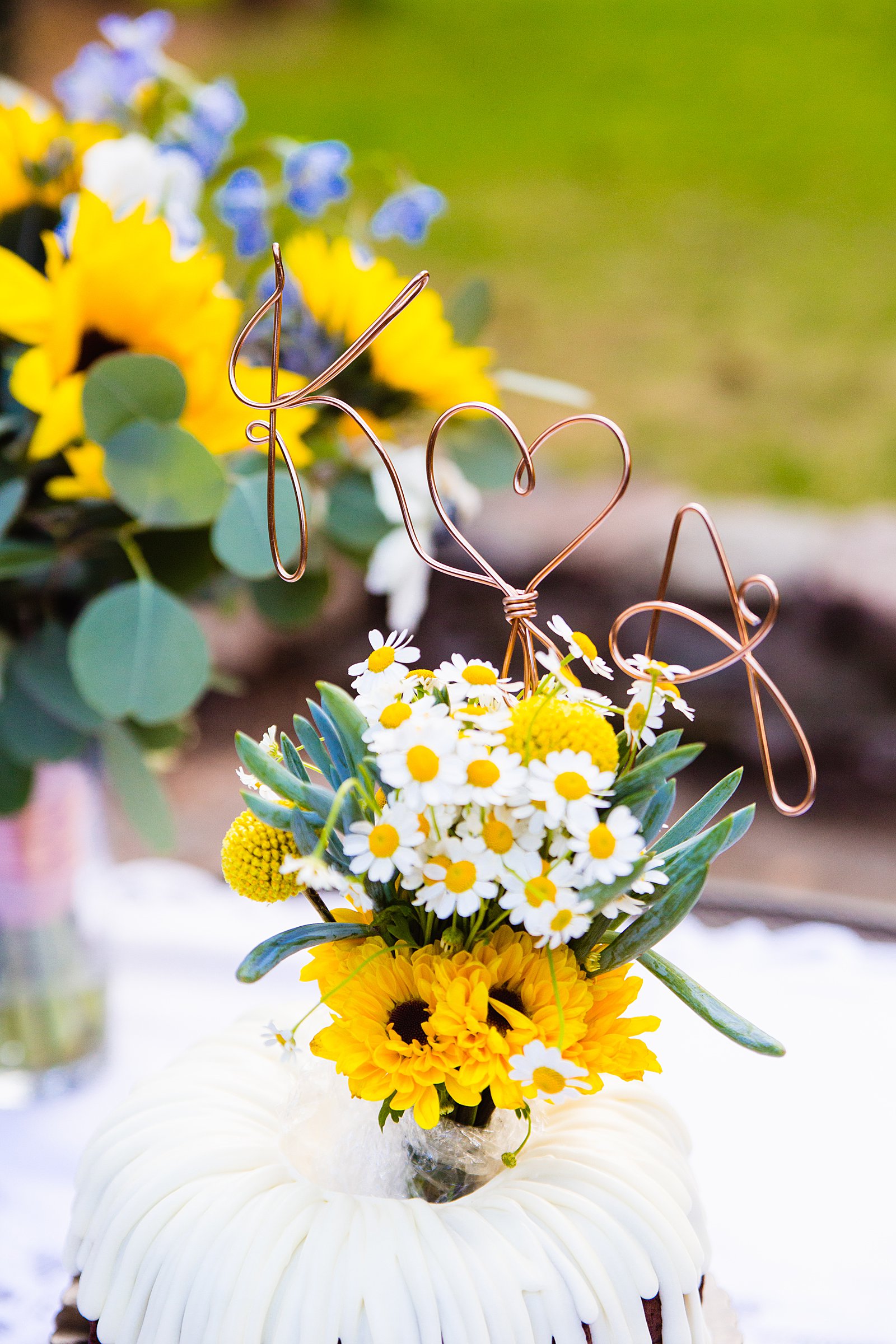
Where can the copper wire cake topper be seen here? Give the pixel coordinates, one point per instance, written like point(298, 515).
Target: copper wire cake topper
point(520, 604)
___
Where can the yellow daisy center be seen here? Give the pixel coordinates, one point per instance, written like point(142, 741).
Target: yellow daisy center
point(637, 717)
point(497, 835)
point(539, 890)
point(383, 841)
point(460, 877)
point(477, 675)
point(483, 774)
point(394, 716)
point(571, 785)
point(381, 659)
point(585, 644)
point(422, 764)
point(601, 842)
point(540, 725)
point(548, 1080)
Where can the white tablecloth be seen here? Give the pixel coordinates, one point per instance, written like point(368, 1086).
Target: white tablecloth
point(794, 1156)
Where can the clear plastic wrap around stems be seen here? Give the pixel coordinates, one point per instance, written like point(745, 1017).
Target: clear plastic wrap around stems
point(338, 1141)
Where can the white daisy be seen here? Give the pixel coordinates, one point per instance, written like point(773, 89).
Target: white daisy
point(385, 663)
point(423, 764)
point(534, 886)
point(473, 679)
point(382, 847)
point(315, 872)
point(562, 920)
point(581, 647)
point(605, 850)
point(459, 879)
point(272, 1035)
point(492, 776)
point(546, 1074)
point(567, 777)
___
AIM OF THE TASK. Search the listing for "seen" and copy each line holding it.

EXPECTED OUTPUT.
Where can the copper wire cake topper be seen here? Give the pixel coordinates, one point per instance, written like point(298, 515).
Where can the yellow daisy center be seen here? Give the pixel coordinates, one point per instance, written like point(142, 741).
Where can the white tablecloth be seen here? Give the pixel coordinates, one point per instance, written like point(368, 1086).
Where can the clear plastic wrap around stems be seen here? Give the pixel coordinates, one point per instance, written like point(745, 1017).
Where can the white daisy be seen here? Give the pixel coordinates, one point per instance, written like point(773, 89).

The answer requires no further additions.